▽
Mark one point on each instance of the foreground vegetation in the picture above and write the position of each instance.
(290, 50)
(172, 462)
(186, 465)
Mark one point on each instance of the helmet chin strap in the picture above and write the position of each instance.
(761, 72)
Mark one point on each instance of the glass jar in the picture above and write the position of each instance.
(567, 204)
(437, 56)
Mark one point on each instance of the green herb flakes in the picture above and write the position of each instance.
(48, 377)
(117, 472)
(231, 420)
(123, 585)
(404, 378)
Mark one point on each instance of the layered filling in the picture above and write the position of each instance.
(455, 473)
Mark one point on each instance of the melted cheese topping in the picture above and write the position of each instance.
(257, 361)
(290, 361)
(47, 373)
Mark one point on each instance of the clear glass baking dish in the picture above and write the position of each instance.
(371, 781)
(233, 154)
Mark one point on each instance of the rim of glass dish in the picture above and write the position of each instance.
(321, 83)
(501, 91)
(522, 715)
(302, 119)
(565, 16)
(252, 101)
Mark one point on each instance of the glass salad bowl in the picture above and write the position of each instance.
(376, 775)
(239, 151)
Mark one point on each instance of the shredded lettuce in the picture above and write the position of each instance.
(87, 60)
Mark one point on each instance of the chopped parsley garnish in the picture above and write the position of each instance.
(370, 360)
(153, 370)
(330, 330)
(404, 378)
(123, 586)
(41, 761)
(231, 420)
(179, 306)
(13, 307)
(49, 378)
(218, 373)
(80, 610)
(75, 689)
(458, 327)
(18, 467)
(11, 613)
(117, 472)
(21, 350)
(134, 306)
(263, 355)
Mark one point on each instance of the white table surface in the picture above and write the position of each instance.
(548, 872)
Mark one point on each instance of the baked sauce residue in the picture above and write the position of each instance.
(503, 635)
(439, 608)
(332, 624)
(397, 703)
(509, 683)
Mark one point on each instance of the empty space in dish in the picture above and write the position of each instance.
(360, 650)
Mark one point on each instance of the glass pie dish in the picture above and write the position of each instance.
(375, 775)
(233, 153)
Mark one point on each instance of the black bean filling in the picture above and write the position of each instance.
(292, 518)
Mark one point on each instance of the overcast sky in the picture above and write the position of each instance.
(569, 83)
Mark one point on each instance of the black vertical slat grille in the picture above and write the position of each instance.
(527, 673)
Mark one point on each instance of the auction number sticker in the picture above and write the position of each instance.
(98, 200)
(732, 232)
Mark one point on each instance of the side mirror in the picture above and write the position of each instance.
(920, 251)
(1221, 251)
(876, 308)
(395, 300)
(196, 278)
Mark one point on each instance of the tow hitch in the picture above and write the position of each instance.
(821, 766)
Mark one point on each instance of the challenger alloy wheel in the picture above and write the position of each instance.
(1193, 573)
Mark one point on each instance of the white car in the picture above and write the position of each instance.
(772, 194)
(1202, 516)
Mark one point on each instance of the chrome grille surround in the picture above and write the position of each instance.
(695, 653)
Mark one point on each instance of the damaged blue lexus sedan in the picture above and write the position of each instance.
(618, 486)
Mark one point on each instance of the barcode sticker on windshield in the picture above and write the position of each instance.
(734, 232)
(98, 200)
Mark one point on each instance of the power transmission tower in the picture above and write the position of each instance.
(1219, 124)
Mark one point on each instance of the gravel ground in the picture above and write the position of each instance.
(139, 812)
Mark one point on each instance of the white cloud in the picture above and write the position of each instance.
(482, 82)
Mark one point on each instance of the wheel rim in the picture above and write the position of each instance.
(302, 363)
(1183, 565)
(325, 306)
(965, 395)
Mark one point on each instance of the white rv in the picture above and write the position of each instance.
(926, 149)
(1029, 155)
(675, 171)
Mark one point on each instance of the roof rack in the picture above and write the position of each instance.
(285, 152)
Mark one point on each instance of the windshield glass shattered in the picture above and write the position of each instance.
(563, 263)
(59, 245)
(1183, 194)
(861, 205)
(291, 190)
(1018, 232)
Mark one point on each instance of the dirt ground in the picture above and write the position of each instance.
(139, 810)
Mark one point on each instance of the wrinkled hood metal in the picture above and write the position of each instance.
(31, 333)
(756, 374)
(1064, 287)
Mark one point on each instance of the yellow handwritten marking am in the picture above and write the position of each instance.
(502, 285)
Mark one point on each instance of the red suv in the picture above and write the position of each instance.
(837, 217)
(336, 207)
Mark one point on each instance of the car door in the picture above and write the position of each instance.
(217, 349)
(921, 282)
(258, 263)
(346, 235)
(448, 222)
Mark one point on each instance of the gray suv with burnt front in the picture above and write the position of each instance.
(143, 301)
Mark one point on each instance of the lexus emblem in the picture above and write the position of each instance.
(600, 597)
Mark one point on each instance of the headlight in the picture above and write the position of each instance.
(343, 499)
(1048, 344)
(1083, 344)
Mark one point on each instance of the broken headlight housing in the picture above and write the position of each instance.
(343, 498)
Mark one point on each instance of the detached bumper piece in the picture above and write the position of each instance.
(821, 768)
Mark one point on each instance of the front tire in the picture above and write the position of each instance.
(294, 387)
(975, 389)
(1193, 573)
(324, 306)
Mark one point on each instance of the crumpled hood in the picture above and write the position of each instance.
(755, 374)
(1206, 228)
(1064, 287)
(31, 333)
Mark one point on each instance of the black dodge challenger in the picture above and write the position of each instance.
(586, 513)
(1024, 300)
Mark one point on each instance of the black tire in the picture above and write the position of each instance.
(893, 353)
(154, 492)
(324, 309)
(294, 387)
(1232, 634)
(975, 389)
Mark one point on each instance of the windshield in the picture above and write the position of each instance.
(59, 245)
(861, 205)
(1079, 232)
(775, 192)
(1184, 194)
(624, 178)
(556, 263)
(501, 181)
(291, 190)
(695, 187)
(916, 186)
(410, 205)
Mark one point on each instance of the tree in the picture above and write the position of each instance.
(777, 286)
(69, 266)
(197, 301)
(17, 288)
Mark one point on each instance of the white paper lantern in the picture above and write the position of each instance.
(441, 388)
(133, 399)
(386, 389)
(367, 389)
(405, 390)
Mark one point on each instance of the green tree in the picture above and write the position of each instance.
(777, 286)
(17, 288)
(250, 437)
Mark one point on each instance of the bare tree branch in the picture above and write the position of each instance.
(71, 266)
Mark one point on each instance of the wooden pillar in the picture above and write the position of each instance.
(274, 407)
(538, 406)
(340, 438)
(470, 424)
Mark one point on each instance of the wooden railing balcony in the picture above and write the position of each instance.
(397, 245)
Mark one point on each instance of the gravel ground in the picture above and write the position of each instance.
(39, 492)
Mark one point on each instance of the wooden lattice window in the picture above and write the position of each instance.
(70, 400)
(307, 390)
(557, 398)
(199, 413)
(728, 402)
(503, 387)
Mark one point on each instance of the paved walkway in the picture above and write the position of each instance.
△
TASK OBJECTIVE.
Copy out the lines starting at the one containing "Mark one point on each instance of the windshield in" and ending with the last line of the entries. Include nothing else.

ANSWER.
Mark one point on each instance of the windshield in the picture above and write the position of each instance.
(59, 245)
(861, 205)
(1079, 232)
(775, 192)
(1184, 194)
(624, 178)
(556, 263)
(501, 181)
(291, 190)
(695, 187)
(916, 186)
(410, 205)
Mark one point on each instance of the tree in the picture above and write the position of each instance.
(777, 286)
(69, 266)
(197, 301)
(17, 288)
Mark one point on each instance of the white paper lantern in the picture above and write the position of each instance.
(441, 388)
(133, 399)
(386, 389)
(367, 389)
(405, 390)
Mark one point on each instance of the green tree in the picture above and write the position of each instance.
(777, 286)
(17, 288)
(250, 437)
Mark one point on each instance of the bare tree branch in the picture above and write the position of each instance.
(71, 266)
Mark one point on each instance of the wooden pillar in the picture above and write the position of each instance.
(274, 407)
(538, 406)
(340, 438)
(470, 424)
Mark one point on each instance of the wooden railing balcony in the picture above and write the position of each instance.
(397, 245)
Mark one point on each instance of the gravel ground in the picture above and write the position of each instance.
(39, 492)
Mark one point on each instance of the wooden lattice window in the picture above and write the position of each instance.
(70, 400)
(307, 390)
(557, 398)
(199, 413)
(728, 402)
(503, 387)
Mark one point on each instance of the paved walkway in the picture above and write the position of each instance.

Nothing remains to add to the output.